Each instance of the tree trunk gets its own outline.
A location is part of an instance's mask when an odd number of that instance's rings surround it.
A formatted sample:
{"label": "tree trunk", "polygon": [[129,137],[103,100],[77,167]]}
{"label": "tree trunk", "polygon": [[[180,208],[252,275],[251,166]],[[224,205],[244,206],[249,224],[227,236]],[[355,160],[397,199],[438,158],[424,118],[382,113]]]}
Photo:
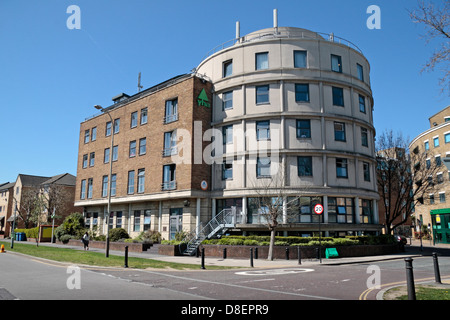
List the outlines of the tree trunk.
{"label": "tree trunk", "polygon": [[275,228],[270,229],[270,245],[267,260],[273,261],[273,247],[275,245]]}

◆ Work to complete: Find each line in the records holding the string "instance" and show it.

◆ Problem solution:
Each instance of the tree trunk gets its own outline.
A location is part of an instance's mask when an odd number of that instance's rings surround it.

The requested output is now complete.